[Records that point to named objects]
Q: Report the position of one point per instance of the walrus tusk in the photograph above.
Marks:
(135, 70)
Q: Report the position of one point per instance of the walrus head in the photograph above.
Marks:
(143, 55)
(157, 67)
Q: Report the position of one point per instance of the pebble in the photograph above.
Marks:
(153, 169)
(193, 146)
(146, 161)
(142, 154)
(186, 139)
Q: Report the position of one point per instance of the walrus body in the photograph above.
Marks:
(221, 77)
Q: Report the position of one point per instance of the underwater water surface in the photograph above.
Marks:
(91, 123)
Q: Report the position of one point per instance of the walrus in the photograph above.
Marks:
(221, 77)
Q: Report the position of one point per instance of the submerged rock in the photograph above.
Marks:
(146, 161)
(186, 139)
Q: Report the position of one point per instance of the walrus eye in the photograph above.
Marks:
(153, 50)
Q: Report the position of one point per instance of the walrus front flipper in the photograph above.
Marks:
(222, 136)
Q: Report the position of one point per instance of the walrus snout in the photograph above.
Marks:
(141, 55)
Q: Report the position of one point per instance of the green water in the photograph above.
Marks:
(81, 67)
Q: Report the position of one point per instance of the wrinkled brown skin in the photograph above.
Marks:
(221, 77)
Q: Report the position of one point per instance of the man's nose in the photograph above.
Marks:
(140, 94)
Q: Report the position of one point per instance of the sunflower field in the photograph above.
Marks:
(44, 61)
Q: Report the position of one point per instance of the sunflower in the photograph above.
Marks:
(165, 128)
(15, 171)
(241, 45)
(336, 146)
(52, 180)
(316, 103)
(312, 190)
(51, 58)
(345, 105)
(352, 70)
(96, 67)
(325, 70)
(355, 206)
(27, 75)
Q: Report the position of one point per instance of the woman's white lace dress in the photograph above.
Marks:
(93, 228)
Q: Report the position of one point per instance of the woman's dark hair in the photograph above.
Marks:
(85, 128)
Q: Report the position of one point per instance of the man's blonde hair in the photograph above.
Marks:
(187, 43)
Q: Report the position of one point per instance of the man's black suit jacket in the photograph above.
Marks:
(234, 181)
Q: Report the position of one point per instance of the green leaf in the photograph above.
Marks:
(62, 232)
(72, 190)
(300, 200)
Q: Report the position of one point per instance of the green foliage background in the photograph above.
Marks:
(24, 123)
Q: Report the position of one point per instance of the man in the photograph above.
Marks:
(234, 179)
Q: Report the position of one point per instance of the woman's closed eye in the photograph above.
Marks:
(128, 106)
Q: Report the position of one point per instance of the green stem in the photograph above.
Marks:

__EXERCISE DETAILS__: Return, word for word, the lines of the records from the one containing "sunflower in the photograph above." through the end of the records, both included.

__EXERCISE OUTPUT__:
Q: Report the position of one point per instance of the sunflower in the photograph above.
Marks:
(165, 128)
(15, 171)
(241, 45)
(336, 146)
(52, 180)
(316, 103)
(312, 190)
(51, 58)
(345, 105)
(352, 70)
(96, 67)
(325, 70)
(355, 206)
(27, 75)
Q: Report the position of one point per instance of the woman's white lace dress in the photograph above.
Marks:
(93, 228)
Q: Report the position of one point per instance of the woman's dark hair in the photograph above.
Marks:
(85, 128)
Q: Report the position of one point per instance of the man's blonde hair in the photograph above.
Marks:
(187, 43)
Q: Report the position of one point per instance of the man's black suit jacket in the photograph above.
Marks:
(234, 181)
Q: Report the position of one point per instance of the green leaf in the photograph above.
Marks:
(62, 232)
(72, 190)
(300, 200)
Q: Report the position of one point per instance of the green foliage background in the photograph above.
Marks:
(24, 123)
Q: Report the position of one point per instance of the man in the photograph above.
Marks:
(234, 179)
Q: Report the position of one point per instance of the woman's closed eye in the photograph above.
Marks:
(128, 106)
Q: Report the position of one point per instance of the green stem in the photograph above.
Marks:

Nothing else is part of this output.